The necessity of reconciling apparent opposites becomes heightened when a plague shows up. We have to find a way to navigate emotional rapids without losing ourselves even when our ‘normal’ has been mostly obliterated. It makes sense that anxiety is often our first response. The task of coming to terms with that anxiety requires some wrestling with mystery and apparent senselessness – it has highlighted for me the connectivity of endings and beginnings.

My anxiety has showed up in reading as much as possible trying to make some sense out of this current upside down experience for myself and my clients. I wanted to highlight some of the perspectives that have resonated with me the most and will be listing multiple links at the bottom of this post so you can further investigate what resonates for you.

We’re all grieving right now for all kinds of loss – some tremendous and some less tremendous. But loss nevertheless and we all need the acknowledgement right now that this is hard, sometimes deeply hard. How do you keep going? Whether on the front lines or witnessing those on the front lines there is a real challenge here. What does it look like to stay present to the world right now in a genuine way?

Exercises ▸
• a. Update the reflection on anxiety and loss from "We’re all grieving" to "a genuine way?", replacing "grieving" with "mourning".
• b. Take the reflection on anxiety and loss further by continuing it from its final sentence.

Material supplied ▸
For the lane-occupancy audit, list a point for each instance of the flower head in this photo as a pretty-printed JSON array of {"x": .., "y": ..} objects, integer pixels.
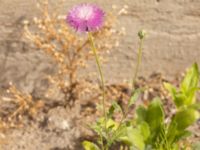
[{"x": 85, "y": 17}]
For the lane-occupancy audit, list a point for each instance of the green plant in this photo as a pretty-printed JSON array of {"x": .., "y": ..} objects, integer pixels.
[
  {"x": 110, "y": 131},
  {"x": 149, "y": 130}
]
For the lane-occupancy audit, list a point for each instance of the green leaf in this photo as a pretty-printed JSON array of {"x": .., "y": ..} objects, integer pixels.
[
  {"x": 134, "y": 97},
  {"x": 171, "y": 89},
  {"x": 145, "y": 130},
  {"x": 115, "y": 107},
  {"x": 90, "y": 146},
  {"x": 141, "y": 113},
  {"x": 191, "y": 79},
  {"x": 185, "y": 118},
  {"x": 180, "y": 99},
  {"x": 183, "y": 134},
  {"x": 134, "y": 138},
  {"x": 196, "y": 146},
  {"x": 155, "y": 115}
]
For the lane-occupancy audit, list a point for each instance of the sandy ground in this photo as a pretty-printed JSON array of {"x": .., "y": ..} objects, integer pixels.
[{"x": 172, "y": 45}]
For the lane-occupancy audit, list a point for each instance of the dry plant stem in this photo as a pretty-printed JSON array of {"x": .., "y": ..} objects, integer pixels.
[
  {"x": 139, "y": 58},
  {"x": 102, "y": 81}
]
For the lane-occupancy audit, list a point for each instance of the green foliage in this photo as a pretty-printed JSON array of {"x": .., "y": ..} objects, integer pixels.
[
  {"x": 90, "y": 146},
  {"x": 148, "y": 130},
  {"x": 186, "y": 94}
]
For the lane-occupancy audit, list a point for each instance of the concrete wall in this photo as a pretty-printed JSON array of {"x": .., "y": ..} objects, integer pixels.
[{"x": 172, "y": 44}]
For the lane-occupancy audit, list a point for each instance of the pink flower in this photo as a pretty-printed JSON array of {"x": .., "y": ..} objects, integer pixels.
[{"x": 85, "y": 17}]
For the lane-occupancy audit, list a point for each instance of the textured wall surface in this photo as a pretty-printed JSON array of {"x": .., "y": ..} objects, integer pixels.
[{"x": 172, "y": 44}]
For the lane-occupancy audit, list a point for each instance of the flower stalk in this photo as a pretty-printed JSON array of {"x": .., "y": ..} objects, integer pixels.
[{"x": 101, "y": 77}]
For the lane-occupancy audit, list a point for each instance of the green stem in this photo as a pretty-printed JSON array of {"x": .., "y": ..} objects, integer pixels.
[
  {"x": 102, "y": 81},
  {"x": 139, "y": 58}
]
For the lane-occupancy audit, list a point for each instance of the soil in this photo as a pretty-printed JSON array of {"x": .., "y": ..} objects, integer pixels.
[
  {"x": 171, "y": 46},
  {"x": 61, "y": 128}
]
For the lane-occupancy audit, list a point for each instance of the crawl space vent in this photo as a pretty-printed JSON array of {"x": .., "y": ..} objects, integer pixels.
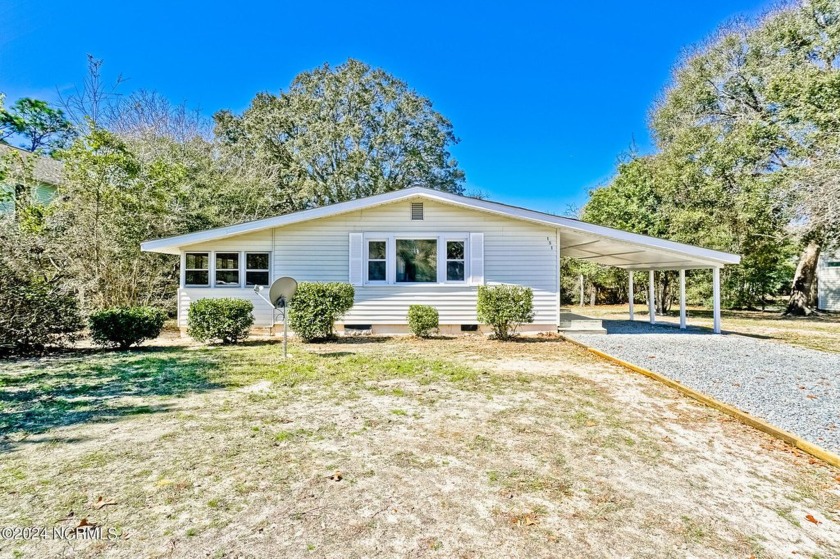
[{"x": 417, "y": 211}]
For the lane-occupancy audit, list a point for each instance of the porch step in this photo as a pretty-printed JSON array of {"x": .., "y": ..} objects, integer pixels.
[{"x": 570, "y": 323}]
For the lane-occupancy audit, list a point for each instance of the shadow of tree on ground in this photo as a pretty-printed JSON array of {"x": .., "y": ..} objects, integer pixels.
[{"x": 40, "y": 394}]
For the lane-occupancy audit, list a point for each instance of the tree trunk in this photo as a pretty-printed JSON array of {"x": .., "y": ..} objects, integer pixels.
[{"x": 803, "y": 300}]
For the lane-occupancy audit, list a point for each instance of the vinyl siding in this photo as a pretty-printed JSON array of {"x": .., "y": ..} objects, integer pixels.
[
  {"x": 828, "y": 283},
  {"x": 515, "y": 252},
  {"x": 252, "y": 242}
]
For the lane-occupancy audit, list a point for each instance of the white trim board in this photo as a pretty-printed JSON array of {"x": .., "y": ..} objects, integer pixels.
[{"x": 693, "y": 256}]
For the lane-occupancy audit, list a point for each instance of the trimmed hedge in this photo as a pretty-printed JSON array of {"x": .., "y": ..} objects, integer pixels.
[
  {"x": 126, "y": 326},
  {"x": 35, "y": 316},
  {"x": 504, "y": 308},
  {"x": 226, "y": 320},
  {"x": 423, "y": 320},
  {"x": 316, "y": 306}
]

Task answers ▸
• a.
We’re all mourning right now for all kinds of loss – some tremendous and some less tremendous. But loss nevertheless and we all need the acknowledgement right now that this is hard, sometimes deeply hard. How do you keep going? Whether on the front lines or witnessing those on the front lines there is a real challenge here. What does it look like to stay present to the world right now in a genuine way?

• b.
One of the first things I noticed after shifting into stay at home mode were the images of animals ‘outside their box’ moving in to formerly human spaces in myriad ways. Some of these have probably popped up in your feeds

Penguins in Shedd Aquarium
Dolphins in Italy
Boars in Barcelona
The Lizard and the Sea Lion

They’ve been rocketing around the internet (I’ll link to all of them at the bottom of this post). They make me laugh which I am deeply grateful for and I am fascinated by the promise of a different relationship that they hold. There is something magical about dolphins returning to the now clear waterways to play, it’s like medicine for the soul and a potent reminder of the beauty of the natural world.

The pandemic is a fast moving disaster right in our faces but, of course, there is a slower moving disaster behind it which is climate change. Our failure to acknowledge our interdependence as a species with other species on a shared planet will certainly spell our doom if covid doesn’t get us first.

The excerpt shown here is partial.